ENTRIES PROVIDED:
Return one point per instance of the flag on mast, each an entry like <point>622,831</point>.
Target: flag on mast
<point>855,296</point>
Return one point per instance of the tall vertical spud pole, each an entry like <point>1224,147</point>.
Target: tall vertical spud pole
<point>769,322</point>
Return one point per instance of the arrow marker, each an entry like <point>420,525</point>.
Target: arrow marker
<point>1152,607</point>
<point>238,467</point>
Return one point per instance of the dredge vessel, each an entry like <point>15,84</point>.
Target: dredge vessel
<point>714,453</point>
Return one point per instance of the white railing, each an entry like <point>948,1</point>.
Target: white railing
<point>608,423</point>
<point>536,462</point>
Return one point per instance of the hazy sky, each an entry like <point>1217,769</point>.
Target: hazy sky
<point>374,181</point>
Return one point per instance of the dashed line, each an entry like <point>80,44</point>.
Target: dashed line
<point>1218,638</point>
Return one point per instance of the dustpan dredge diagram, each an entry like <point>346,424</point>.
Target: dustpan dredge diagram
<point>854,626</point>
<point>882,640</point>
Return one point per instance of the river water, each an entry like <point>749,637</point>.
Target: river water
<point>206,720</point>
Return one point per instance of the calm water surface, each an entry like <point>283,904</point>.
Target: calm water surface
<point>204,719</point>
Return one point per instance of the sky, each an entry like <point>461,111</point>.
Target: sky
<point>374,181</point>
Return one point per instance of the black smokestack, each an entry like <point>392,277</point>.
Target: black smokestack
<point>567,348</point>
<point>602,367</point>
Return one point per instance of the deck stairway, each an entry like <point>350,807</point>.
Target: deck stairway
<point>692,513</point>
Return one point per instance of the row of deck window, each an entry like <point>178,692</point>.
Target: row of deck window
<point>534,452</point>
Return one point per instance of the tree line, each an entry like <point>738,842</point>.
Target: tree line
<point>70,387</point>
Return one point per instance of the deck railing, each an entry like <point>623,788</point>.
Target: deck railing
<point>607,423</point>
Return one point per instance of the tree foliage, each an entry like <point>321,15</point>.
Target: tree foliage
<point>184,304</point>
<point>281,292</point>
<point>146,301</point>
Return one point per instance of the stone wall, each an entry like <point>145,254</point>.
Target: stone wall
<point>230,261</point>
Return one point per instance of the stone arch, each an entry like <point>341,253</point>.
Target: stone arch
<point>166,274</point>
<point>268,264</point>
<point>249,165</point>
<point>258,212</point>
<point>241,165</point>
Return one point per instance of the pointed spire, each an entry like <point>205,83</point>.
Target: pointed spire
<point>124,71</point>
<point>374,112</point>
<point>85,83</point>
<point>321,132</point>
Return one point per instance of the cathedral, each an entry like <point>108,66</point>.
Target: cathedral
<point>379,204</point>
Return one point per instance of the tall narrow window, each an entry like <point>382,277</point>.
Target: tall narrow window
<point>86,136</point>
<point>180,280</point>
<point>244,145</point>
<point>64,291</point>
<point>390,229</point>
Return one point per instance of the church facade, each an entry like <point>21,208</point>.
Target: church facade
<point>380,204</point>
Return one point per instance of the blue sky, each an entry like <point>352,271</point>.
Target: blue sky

PROBLEM TO WORK ON: Rewrite the listing above, swapping every "instance" for "occurrence" and keeping everything else the same.

RESULT OF THIS TASK:
Return one point per occurrence of the flag on mast, each an entry like <point>622,831</point>.
Target: flag on mast
<point>855,296</point>
Return one point per occurrence of the tall vertical spud pole, each an entry like <point>1224,147</point>.
Target: tall vertical spud pole
<point>769,322</point>
Return one point per occurrence of the arrow marker, each an entry like <point>420,525</point>.
Target: arrow marker
<point>1152,607</point>
<point>238,467</point>
Return one point per occurrence of the dredge vessel, each an entry like <point>15,84</point>.
Target: dredge vessel
<point>714,453</point>
Return one point per occurrence of the white railing, each an entry like <point>948,1</point>.
Target: white railing
<point>608,423</point>
<point>536,462</point>
Return one point per occurrence of the hazy sky, each an entry like <point>1217,769</point>.
Target: hazy sky
<point>374,181</point>
Return one point per occurrence of the dashed line, each an entry like <point>80,44</point>.
Target: dashed line
<point>1218,638</point>
Return one point per occurrence of the dustpan dredge diagram, each an entry like <point>346,424</point>.
Target: dustpan dredge diagram
<point>854,626</point>
<point>882,640</point>
Return one point per occurrence of the river water, each an entry like <point>749,637</point>.
Target: river water
<point>206,720</point>
Return one point per occurrence of the calm water surface, each an entry like <point>283,904</point>.
Target: calm water surface
<point>204,719</point>
Return one point per occurrence of the sky, each an entry like <point>461,111</point>.
Target: sky
<point>374,181</point>
Return one point per occurrence of the black smokestack, each an entry like <point>392,277</point>.
Target: black smokestack
<point>567,348</point>
<point>602,367</point>
Return one point per occurrence of the deck stairway, each an entry like <point>350,807</point>.
Target: deck stairway
<point>692,513</point>
Return one point per occurrence of the row of deck window, each an entry like <point>178,692</point>.
Target: row of deck window
<point>534,452</point>
Return one point per occurrence of the tree line, each an entry like <point>738,842</point>.
Target: tree line
<point>70,387</point>
Return one point per occurrence of the deck railing, each an entry like <point>623,788</point>.
Target: deck railing
<point>607,423</point>
Return one point per occurrence of the tree foliage, each an entry like <point>321,15</point>.
Target: tree foliage
<point>184,304</point>
<point>281,292</point>
<point>146,301</point>
Return one point per occurrence of the stone wall, each an entry like <point>145,254</point>.
Target: stone wall
<point>230,261</point>
Return one point per occurrence of the stone arch, each an entry like <point>341,253</point>.
Target: stone arch
<point>166,274</point>
<point>268,264</point>
<point>249,165</point>
<point>258,212</point>
<point>241,165</point>
Return one point per occurrence of the pointed spire, each an entry like <point>205,83</point>.
Target: pointed spire
<point>124,71</point>
<point>374,112</point>
<point>85,83</point>
<point>321,132</point>
Return one point per occurrence of the cathedral, each an entry like <point>108,66</point>.
Target: cathedral
<point>379,204</point>
Return one point per occurrence of the tall narrow window, each an entry like <point>382,277</point>.
Target: tall narrow window
<point>86,136</point>
<point>180,280</point>
<point>244,145</point>
<point>64,291</point>
<point>390,229</point>
Return one point per occurrence of the church facade, each an entry like <point>21,208</point>.
Target: church facade
<point>380,204</point>
Return one point per occurrence of the blue sky, each an entry like <point>352,271</point>.
Target: blue sky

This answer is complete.